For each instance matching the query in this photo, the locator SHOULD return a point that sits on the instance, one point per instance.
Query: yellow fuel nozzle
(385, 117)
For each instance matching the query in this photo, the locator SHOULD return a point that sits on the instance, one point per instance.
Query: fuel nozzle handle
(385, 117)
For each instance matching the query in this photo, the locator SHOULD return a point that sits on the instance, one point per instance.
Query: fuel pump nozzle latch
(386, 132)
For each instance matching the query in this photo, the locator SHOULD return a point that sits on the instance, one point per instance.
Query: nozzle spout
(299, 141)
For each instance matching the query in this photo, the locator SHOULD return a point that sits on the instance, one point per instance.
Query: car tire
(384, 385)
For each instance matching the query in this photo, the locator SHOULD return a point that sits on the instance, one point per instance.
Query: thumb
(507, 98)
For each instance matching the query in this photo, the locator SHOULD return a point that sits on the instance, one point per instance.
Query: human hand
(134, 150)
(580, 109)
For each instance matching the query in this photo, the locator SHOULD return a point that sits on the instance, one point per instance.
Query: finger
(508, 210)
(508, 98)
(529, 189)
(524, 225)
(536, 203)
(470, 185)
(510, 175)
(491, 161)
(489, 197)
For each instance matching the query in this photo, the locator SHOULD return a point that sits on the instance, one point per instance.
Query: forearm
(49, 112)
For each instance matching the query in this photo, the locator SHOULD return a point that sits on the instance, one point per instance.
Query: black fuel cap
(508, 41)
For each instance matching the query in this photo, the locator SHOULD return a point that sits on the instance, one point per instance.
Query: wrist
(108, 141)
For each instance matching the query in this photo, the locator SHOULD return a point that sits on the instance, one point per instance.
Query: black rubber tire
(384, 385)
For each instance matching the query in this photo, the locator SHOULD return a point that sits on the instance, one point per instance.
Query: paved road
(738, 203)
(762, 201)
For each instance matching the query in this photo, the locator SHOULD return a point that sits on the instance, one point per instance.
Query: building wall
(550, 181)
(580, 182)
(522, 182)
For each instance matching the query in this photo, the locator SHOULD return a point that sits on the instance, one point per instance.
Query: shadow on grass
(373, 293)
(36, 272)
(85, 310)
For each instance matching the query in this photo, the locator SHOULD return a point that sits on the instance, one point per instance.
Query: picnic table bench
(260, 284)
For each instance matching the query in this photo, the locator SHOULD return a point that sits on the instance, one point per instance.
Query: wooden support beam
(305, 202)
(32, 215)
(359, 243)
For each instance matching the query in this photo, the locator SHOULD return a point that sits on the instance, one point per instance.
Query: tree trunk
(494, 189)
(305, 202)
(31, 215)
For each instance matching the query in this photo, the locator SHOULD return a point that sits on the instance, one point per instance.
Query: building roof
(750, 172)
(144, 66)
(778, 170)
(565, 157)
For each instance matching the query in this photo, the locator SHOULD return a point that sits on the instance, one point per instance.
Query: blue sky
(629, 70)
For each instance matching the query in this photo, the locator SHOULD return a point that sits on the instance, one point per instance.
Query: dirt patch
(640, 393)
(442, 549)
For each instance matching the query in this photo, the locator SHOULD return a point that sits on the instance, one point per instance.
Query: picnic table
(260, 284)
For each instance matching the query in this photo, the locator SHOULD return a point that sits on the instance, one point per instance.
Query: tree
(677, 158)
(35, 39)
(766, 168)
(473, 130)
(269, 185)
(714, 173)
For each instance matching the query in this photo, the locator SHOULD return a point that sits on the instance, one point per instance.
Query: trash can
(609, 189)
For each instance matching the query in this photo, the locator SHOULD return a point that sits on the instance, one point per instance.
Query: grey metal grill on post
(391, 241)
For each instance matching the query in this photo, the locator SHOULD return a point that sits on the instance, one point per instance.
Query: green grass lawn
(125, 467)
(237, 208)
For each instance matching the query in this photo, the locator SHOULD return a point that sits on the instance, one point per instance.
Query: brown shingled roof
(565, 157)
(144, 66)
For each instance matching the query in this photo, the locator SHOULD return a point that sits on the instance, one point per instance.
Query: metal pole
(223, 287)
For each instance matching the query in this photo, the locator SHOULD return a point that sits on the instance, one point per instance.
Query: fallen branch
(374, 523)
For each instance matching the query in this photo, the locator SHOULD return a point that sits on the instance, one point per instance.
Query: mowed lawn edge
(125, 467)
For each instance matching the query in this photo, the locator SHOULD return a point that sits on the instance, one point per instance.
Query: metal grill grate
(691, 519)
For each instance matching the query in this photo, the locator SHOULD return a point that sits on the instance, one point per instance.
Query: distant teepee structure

◆ WORK ORDER
Send back every entry precisely as given.

◆ SOLUTION TO THIS EXERCISE
For each instance matching the query in this photo, the locator SHOULD return a point that sits on the instance, one point per instance.
Query: yellow fuel nozzle
(385, 117)
For each instance matching the query in this photo, the locator SHOULD return a point that sits on the instance, one point per instance.
Query: fuel nozzle handle
(385, 117)
For each instance matching the query in this photo, the locator SHOULD return a point that sits on the instance, one point per instance.
Query: fuel pump nozzle latch
(386, 132)
For each instance matching the query in this photo, the locator SHOULD return a point that sits on the instance, one point per instance.
Query: nozzle spout
(299, 141)
For each instance matching the query in this photo, the locator SHOULD return a point that sits on the instance, one point per instance.
Query: car tire
(384, 385)
For each instance matching the query in this photo, the locator SHOULD return a point that sits on the instance, one point per instance.
Query: thumb
(507, 98)
For each instance matching the query in this photo, the locator SHOULD return a point that sits on the instance, one point per instance.
Query: human hand
(134, 150)
(580, 109)
For each instance matching the query in this photo, the locator SHOULD return a point that sits on the instance, one point per instance.
Query: finger
(508, 210)
(508, 98)
(529, 189)
(524, 225)
(536, 203)
(470, 185)
(510, 175)
(491, 161)
(489, 197)
For each instance matching the query in this photo, the locator SHOULD return a point that sits on the instance, one point per instance.
Query: forearm
(49, 112)
For each instance matching the query in this photo, the locator SHOULD return a point that sits on the instance, one point per instance.
Query: black fuel cap
(508, 41)
For each instance matching the query in this photo, the locator SHOULD return a point that sits on the instance, one point per instance.
Query: wrist
(108, 141)
For each instance matching the query in this photo, the locator SHOULD return a point that sits on the instance, one point per instance.
Query: black rubber tire
(384, 385)
For each instance matching the query in this photo, the locator SHOULD return a point that sits on the instance, one point per instance.
Query: paved road
(738, 203)
(762, 201)
For each instance matching the query in this photo, the locator SHOULD return a point that sits on the instance, one point per instance.
Query: building wall
(550, 181)
(580, 182)
(522, 182)
For each instance matching the query in this photo, the locator SHOULD return a point that sits on the instance, one point per instance.
Query: shadow on grass
(373, 293)
(36, 272)
(85, 310)
For each instance matching the query in this photo, the locator SHOULD return a point that sits on the instance, one point per instance.
Query: picnic table bench
(260, 284)
For each instance matching the query in this photo, the locator SHOULD return a point that sits on the instance, one point per instance.
Query: wooden support beam
(305, 202)
(32, 215)
(359, 243)
For each instance matching the query in this photo, the locator SHOULD return a point that sits on the instance, one point per instance.
Query: tree trunk
(494, 189)
(305, 202)
(31, 215)
For each instance matching the query in this photo, the locator SHOULD return a point that sits on the instance, one point per instance.
Query: building roof
(750, 172)
(144, 66)
(778, 170)
(565, 157)
For each instance matching the query in this photo, the locator SHOULD return a point that sits on the instance, one point per instance.
Query: blue sky
(629, 70)
For each instance matching the query in this photo, the locator SHOULD return a point that sits on the instance, one point per instance.
Query: dirt patch
(640, 393)
(442, 549)
For each instance matching the query in this photo, the locator SHOULD return a point that sits on the instance, one point per instance.
Query: picnic table
(260, 284)
For each instance matching the query in this photo, the locator SHOULD return a point that sits on the instance, one point per instance.
Query: tree
(677, 158)
(35, 39)
(766, 168)
(473, 130)
(269, 185)
(714, 173)
For each instance matching the query in this photo, the locator SHOULD return a point that sits on the instance, one point per instance.
Query: trash can
(609, 189)
For each instance matching the query in this photo, the locator SHOULD return a point that sits on the instance, one point per instance.
Query: grey metal grill on post
(391, 241)
For each instance matching the query in this photo, the locator SHOULD return a point that sits on the instance, one point per instance.
Query: green grass lawn
(125, 467)
(237, 208)
For each instance matching the query in this photo, the locator SHOULD return a point that sits on the instance, one point per instance.
Query: brown shingled roof
(565, 157)
(144, 66)
For each instance matching the query in this photo, the locator SHOULD return a point that sits on the instance, one point per instance.
Query: metal pole
(223, 287)
For each instance matching the query in this photo, the locator SHOULD return a point that sits on the instance, one point per instance.
Query: fallen branch
(374, 523)
For each instance matching the query in this photo, the locator SHOULD return a point that sits on the instance, one point per instance.
Query: mowed lawn edge
(125, 467)
For each instance matching the query in this photo, the locator SHOULD return a point that sits on the instance, one point per instance.
Query: metal grill grate
(691, 519)
For each instance matching the query in this photo, the locator SHOULD return a point that sits on the instance, one point per instance.
Query: distant teepee structure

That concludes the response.